Source document:
--------------------

I’ve begun explaining it like this: think of these tools as eager junior software developers, fresh out of post-secondary. They want to pair with you, they’re anxious to tell you what they think the next line of code should be, you can ask them to do basic tasks like unit testing or data layer access with relative ease. They’re not going to know how to implement your complicated rules-based billing system, but they certainly know how to connect to and query Entity Framework, or to make a Vue.js app with a few buttons and input fields.

What are the limitations of generative AI software development tools?

The junior developer metaphor still works here. Your generative AI tool only knows what it knows - which is all the information it was trained on. It doesn’t know about your proprietary business practices, frameworks or languages it’s never been exposed to, or any other information that would be considered inaccessible to its model. Like a junior developer, it’ll still do its best to try to be helpful, but odds are unless there’s a specific pattern it can follow it’s not going to provide a lot of value.

This makes sense from a generative AI perspective - if you ask a model about something it doesn’t know about, it won’t be able to tell you. That’s the whole reason we have techniques like Retrieval-Augmented Generation. But, the size of the “something it doesn’t know about” suddenly becomes relevant when working with these generative AI tools.

If you have:

  • private, custom, or proprietary framework(s) for components like your UI, request/response processing, database access layer, or any other major component
  • code that isn’t written in a standard, “best practice” way
  • a custom domain language
  • poorly documented code
  • code that doesn’t take advantage of standardized patterns
  • a lack of unit tests

The window of what generative AI can help you with gets smaller and smaller. These generative models thrive on pattern recognition, so if the assembled prompt that a development tool feeds into the model is full of undocumented inconsistencies that don’t have any reference into its existing knowledgebase that was built up from its training, the output the model generates will be unhelpful at best (and complete garbage at worst).

--------------------

Data for review:
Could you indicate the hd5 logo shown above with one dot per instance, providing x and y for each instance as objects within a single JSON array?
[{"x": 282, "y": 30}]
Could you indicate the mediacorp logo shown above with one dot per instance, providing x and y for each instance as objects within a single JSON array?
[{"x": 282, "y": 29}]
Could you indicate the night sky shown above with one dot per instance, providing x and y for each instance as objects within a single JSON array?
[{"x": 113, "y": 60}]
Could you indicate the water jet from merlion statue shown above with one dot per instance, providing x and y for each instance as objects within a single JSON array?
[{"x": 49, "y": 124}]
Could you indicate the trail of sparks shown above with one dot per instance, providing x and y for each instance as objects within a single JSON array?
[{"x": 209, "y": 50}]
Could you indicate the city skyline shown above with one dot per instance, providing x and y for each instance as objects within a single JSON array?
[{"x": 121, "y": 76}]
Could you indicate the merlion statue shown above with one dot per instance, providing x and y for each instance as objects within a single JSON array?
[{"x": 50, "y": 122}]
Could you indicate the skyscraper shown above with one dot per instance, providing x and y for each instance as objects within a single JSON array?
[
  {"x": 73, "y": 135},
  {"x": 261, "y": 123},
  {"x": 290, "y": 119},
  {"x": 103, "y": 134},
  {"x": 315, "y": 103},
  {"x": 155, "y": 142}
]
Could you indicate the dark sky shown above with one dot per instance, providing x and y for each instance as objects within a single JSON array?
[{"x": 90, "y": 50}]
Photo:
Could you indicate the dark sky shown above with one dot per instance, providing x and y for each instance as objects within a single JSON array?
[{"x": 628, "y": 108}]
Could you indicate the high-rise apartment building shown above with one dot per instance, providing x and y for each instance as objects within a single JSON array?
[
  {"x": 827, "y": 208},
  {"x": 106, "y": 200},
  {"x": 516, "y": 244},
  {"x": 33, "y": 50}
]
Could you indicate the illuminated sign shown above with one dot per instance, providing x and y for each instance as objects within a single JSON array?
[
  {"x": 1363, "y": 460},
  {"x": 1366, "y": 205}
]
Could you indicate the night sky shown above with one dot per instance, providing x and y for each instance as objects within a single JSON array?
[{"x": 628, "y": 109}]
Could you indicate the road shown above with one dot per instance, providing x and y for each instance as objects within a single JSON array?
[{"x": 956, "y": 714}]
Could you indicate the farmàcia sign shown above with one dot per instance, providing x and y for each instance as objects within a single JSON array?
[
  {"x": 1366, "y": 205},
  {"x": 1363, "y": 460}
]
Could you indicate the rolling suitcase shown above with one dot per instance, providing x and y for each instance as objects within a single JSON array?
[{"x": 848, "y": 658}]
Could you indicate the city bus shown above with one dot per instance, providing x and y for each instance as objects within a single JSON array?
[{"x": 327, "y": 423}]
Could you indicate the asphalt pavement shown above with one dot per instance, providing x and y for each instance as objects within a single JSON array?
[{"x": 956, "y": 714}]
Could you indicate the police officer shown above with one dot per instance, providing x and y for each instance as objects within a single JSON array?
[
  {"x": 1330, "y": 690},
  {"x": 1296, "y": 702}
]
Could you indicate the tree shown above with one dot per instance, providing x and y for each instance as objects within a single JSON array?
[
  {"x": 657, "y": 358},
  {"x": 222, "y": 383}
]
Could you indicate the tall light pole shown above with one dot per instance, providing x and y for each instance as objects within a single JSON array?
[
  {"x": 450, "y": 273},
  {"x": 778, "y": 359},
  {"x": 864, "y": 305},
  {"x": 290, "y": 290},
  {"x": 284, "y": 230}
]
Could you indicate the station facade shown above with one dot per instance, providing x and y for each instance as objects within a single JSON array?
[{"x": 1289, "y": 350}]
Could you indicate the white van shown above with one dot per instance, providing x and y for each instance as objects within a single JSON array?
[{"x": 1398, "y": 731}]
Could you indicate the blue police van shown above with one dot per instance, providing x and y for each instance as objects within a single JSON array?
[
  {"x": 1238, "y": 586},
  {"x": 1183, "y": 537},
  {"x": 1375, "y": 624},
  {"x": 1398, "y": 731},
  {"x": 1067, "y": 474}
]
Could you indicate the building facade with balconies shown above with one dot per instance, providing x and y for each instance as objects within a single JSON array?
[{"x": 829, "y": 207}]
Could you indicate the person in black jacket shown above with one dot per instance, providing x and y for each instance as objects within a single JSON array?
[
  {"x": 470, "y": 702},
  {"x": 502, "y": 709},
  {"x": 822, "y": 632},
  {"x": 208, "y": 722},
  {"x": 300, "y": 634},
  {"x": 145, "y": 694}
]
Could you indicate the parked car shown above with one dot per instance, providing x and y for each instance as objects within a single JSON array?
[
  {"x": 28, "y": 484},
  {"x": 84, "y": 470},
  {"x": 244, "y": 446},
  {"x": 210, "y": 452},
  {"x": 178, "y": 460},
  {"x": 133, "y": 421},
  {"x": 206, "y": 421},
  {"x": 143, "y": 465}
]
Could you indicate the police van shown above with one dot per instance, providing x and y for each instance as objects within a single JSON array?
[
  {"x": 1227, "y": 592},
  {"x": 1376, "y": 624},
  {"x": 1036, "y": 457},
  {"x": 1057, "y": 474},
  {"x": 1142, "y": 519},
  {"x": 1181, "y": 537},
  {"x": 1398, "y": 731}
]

--------------------

Work item: In the text about generative AI coding tools, what kind of worker are the tools compared to?

Answer section: Eager junior software developers fresh out of post-secondary.